### TASK DIRECTIONS
Reproduce the records below exactly as they appear.

Stored records:
+ + + +

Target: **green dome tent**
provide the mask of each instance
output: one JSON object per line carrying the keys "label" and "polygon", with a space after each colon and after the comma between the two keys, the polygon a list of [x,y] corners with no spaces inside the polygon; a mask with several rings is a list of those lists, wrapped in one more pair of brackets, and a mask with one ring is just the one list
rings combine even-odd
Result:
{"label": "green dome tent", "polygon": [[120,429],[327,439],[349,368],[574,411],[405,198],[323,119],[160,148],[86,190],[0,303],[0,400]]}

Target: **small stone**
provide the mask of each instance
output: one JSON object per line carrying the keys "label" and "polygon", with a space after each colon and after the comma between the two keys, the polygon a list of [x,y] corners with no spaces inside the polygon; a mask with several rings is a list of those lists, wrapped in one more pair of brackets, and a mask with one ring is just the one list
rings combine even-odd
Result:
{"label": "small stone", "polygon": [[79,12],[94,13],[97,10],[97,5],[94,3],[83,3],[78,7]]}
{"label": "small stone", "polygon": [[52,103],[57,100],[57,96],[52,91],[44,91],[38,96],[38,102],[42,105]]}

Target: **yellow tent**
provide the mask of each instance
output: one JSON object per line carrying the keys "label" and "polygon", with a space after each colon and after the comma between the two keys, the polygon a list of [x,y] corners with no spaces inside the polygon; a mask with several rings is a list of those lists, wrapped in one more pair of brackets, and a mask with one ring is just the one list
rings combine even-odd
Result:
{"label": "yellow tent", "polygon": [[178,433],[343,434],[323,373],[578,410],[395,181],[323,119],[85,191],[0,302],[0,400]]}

+ + + +

### RESPONSE BELOW
Target: **green dome tent**
provide the mask of each instance
output: one JSON object per line carrying the keys "label" and "polygon", with a space after each colon and after the comma between the two keys, the polygon a list of [x,y] corners with no spaces inside the polygon; a mask with several rings is a list of those lists, wrapped in one more pair of brackets, and a mask with one ring is just the one list
rings combine even-odd
Result:
{"label": "green dome tent", "polygon": [[120,429],[327,439],[349,368],[574,411],[405,198],[323,119],[160,148],[86,190],[0,303],[0,400]]}

Target: **small stone**
provide the mask of each instance
output: one JSON object per line carrying the keys "label" and "polygon", with a space after each colon and after the comma between the two keys, the polygon a list of [x,y] corners with no spaces inside the polygon; a mask with several rings is a list of those lists, wrapped in one more pair of brackets, and a mask with one ring is just the one list
rings combine even-odd
Result:
{"label": "small stone", "polygon": [[79,12],[94,13],[97,10],[97,5],[94,3],[83,3],[78,7]]}
{"label": "small stone", "polygon": [[52,103],[57,100],[57,96],[52,91],[44,91],[38,96],[38,102],[42,105]]}

Target: **yellow tent**
provide the mask of each instance
output: one JSON object per line carrying the keys "label" and "polygon", with a space after each colon and after the comma between the two keys, the polygon a list of [x,y] corners with no spaces inside the polygon; a mask with several rings is a list of those lists, wrapped in one more pair of brackets, and a mask with one ring is just the one list
rings combine even-odd
Result:
{"label": "yellow tent", "polygon": [[178,433],[343,434],[323,373],[578,410],[395,181],[323,119],[85,191],[0,302],[0,400]]}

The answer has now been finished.